## Extracted entries
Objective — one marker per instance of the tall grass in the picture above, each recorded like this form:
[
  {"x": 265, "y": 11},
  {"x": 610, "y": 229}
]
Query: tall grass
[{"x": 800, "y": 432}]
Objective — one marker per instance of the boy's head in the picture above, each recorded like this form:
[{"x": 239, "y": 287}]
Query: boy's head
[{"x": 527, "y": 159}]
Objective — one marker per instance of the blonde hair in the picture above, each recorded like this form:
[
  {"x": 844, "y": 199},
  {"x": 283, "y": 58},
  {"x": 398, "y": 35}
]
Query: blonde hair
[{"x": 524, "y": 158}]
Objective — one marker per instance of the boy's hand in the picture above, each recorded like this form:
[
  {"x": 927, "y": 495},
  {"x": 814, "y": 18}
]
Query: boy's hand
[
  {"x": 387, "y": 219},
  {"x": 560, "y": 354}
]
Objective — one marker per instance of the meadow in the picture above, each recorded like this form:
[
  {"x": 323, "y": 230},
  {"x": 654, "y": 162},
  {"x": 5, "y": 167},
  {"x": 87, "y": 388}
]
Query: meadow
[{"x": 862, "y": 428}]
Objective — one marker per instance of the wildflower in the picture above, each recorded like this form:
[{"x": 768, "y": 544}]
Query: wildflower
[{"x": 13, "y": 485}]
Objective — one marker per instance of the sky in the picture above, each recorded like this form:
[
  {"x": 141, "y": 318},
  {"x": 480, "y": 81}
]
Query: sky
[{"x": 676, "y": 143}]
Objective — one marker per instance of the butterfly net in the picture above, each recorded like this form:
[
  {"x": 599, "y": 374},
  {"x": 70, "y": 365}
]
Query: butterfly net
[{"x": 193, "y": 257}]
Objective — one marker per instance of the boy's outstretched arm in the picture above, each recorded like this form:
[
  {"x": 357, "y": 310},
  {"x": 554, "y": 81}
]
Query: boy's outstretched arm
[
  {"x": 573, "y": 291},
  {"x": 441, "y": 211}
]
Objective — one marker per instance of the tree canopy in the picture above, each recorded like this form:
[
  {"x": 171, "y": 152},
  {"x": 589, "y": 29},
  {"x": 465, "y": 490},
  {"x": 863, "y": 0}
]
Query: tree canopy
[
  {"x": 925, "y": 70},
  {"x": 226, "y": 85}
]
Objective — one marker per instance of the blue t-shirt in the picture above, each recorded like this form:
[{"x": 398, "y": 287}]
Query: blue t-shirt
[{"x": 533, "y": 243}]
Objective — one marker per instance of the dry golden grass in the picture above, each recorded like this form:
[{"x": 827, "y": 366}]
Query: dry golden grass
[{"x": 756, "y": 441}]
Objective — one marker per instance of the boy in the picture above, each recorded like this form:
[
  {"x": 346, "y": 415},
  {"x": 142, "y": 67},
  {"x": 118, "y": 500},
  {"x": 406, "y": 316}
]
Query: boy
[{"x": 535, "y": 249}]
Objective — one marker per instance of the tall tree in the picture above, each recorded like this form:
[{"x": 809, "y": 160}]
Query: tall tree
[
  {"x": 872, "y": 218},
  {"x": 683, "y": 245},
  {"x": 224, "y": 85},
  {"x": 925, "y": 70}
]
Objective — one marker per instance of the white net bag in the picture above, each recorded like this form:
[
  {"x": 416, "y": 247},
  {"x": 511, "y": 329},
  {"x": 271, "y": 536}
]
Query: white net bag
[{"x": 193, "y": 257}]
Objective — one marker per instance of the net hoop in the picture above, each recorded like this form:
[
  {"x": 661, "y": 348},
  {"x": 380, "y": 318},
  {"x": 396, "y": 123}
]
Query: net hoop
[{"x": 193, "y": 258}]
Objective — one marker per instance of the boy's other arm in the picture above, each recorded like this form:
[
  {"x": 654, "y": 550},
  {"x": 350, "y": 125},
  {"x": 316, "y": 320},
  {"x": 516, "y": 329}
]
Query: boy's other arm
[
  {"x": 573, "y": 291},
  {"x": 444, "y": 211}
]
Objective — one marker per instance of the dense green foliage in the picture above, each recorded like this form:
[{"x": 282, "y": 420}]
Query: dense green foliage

## Problem statement
Rewrite the stretch from the line containing "Objective — one marker per instance of the tall tree" through the end of the records as a numbered list, one line per item, with blank lines omitted.

## Response
1. Objective — one marker per instance of the tall tree in the picture above, each recorded like this form:
2. [{"x": 809, "y": 160}]
3. Query: tall tree
4. [
5.   {"x": 872, "y": 218},
6.   {"x": 683, "y": 245},
7.   {"x": 224, "y": 85},
8.   {"x": 925, "y": 70}
9. ]
10. Objective — one marker per instance of the white net bag in the picture above, each recorded like this form:
11. [
12.   {"x": 416, "y": 247},
13.   {"x": 511, "y": 329},
14.   {"x": 271, "y": 536}
15. ]
16. Query: white net bag
17. [{"x": 193, "y": 257}]
18. Objective — one marker per instance of the net hoop in the picture above, each recorded like this form:
19. [
20.   {"x": 661, "y": 348},
21.   {"x": 380, "y": 318},
22.   {"x": 396, "y": 123}
23. ]
24. Query: net hoop
25. [{"x": 193, "y": 258}]
26. Objective — one marker per instance of the boy's other arm in the picture above, each recorded like this form:
27. [
28.   {"x": 654, "y": 550},
29.   {"x": 350, "y": 125},
30.   {"x": 316, "y": 320},
31.   {"x": 516, "y": 329}
32. ]
33. Query: boy's other arm
34. [
35.   {"x": 573, "y": 291},
36.   {"x": 444, "y": 211}
37. ]
38. Objective — one marker per instance of the dense green foliage in the picture above, each recorded like this form:
39. [{"x": 282, "y": 420}]
40. Query: dense green foliage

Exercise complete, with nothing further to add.